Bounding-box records
╭──

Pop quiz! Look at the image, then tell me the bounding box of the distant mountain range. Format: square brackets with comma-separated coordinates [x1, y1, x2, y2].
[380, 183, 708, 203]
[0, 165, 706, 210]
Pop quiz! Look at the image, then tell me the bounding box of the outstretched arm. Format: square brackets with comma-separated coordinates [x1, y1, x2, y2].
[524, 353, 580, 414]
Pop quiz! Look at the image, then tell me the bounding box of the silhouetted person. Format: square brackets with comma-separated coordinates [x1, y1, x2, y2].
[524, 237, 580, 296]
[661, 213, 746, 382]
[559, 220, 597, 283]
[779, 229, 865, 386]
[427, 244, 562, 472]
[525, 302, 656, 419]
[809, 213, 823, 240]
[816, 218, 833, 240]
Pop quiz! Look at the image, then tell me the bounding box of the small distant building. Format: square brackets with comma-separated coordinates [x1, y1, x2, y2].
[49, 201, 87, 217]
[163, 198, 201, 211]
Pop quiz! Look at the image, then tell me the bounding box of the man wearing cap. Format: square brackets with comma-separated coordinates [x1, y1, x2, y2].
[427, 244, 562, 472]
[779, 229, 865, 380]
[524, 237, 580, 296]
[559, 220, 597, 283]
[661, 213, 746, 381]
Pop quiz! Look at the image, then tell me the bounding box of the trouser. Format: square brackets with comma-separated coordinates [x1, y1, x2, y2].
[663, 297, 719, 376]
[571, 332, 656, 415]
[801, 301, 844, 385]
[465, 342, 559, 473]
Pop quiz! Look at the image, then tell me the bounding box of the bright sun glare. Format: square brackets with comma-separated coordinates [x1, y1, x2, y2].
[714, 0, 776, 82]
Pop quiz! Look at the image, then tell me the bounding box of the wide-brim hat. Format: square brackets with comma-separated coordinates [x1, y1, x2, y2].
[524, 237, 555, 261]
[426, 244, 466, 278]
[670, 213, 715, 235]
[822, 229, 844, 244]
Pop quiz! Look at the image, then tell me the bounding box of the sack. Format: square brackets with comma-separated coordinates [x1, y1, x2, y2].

╰──

EXERCISE DETAILS
Please recast the records above as a numbered list, leaving out any blank lines.

EXERCISE ANSWER
1. Pop quiz! Look at the image, then tell me the bounding box of the distant mountain range. Format: square brackets with comma-separated coordinates [x1, y1, x2, y2].
2. [380, 183, 708, 203]
3. [0, 165, 706, 210]
4. Pop quiz! Look at the image, then tell me the bounding box of the outstretched arm. Format: square brackets with comma-separated coordinates [x1, y1, x2, y2].
5. [524, 353, 580, 414]
6. Pop quiz! Look at the image, then tell me the bounding box of the silhouetted person. Format: square brackets with comma-separated coordinates [x1, y1, x2, y2].
7. [524, 237, 580, 296]
8. [661, 213, 746, 382]
9. [559, 220, 597, 283]
10. [779, 229, 865, 386]
11. [427, 244, 562, 472]
12. [525, 302, 656, 419]
13. [809, 213, 823, 240]
14. [816, 218, 833, 240]
15. Pop quiz! Look at the image, then tell me the bounding box of the small distant building. Format: square brackets with comma-separated coordinates [x1, y1, x2, y2].
16. [49, 201, 87, 217]
17. [163, 198, 201, 211]
18. Pop quiz! Look at the image, then tell me the bounding box of the man wearing cap. Format: square brackets with comma-separated coordinates [x1, y1, x2, y2].
19. [427, 244, 562, 472]
20. [779, 229, 865, 380]
21. [524, 237, 580, 296]
22. [559, 220, 597, 283]
23. [661, 213, 746, 381]
24. Pop quiz! Look at the image, then tell me the bounding box of the trouser. Format: square brackets with comma-separated coordinates [x1, y1, x2, y2].
25. [663, 297, 719, 376]
26. [571, 332, 656, 415]
27. [801, 301, 844, 385]
28. [465, 342, 559, 473]
29. Pop quiz! Look at the image, then tell me the bounding box of the bright sun glare. Format: square brackets with comma-separated coordinates [x1, y1, x2, y2].
30. [714, 0, 776, 82]
31. Pop quiz! Look at the image, then tell me the bounding box of the wide-brim hat. Format: square brackets with comma-separated coordinates [x1, y1, x2, y2].
32. [524, 237, 555, 261]
33. [426, 244, 466, 278]
34. [670, 213, 715, 235]
35. [822, 229, 844, 244]
36. Pop quiz! Look at the image, then tell me the bounding box of the sack. Format: square brackets with comma-separated coordinates [x1, y1, x2, y2].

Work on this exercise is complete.